BEGIN Task material
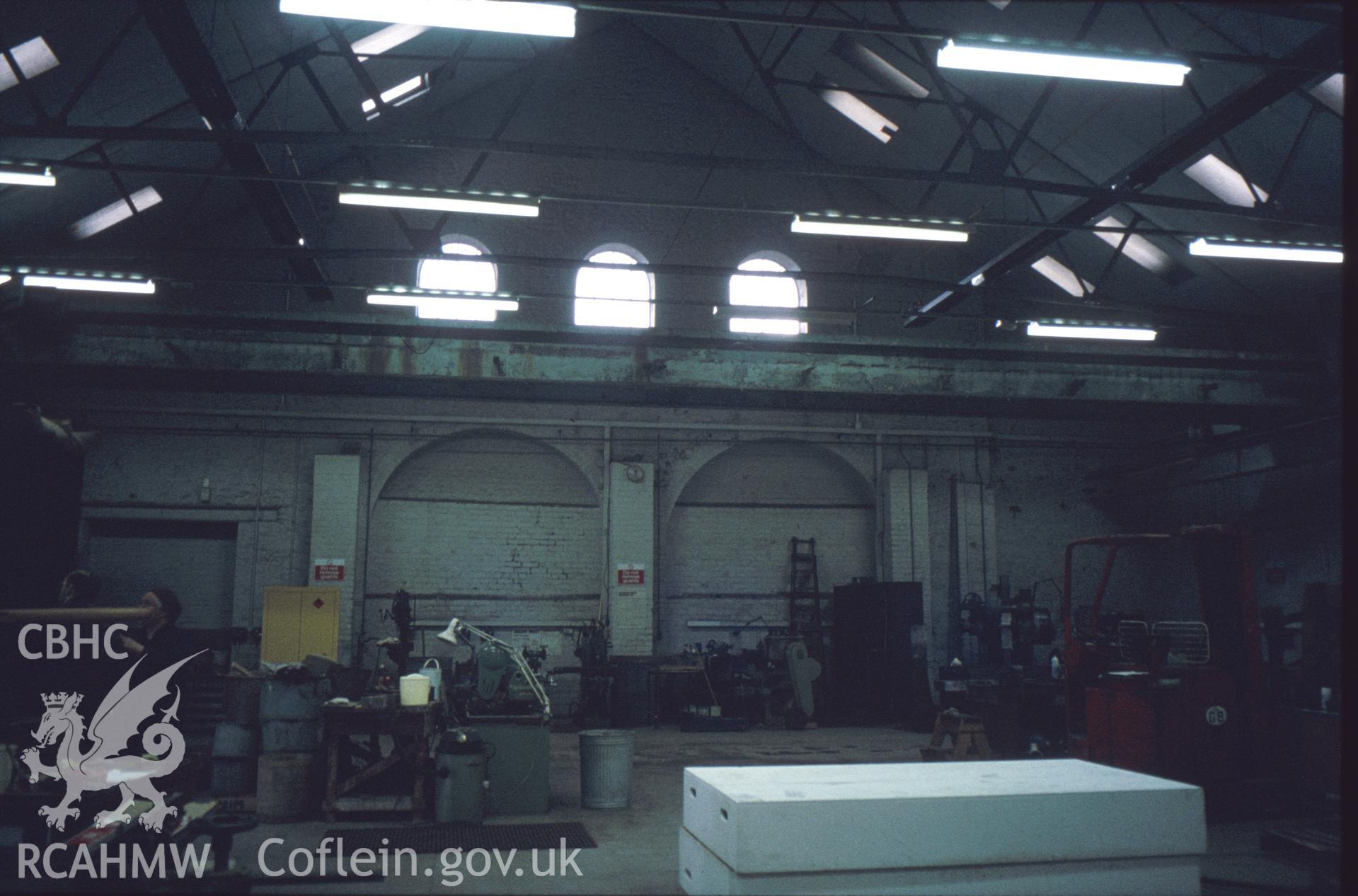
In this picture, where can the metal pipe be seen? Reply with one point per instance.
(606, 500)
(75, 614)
END Task material
BEGIN Task material
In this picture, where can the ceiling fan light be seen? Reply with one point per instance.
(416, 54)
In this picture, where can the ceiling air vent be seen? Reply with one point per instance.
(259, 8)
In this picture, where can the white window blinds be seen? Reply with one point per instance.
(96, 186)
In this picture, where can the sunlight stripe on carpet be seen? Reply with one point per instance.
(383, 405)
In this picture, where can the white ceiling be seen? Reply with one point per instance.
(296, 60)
END Task material
BEGIN Task material
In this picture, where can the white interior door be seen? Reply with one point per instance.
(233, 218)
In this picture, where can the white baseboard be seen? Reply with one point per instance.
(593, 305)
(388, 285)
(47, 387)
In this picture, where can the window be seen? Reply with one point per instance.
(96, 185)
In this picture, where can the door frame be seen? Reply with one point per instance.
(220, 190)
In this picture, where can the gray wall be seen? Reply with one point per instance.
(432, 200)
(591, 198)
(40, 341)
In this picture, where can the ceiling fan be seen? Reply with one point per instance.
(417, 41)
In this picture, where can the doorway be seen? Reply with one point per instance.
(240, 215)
END Task material
▶ What is required
How many lines of the records above contain the word "white"? Case counts, and give only the number.

▶ Task answer
4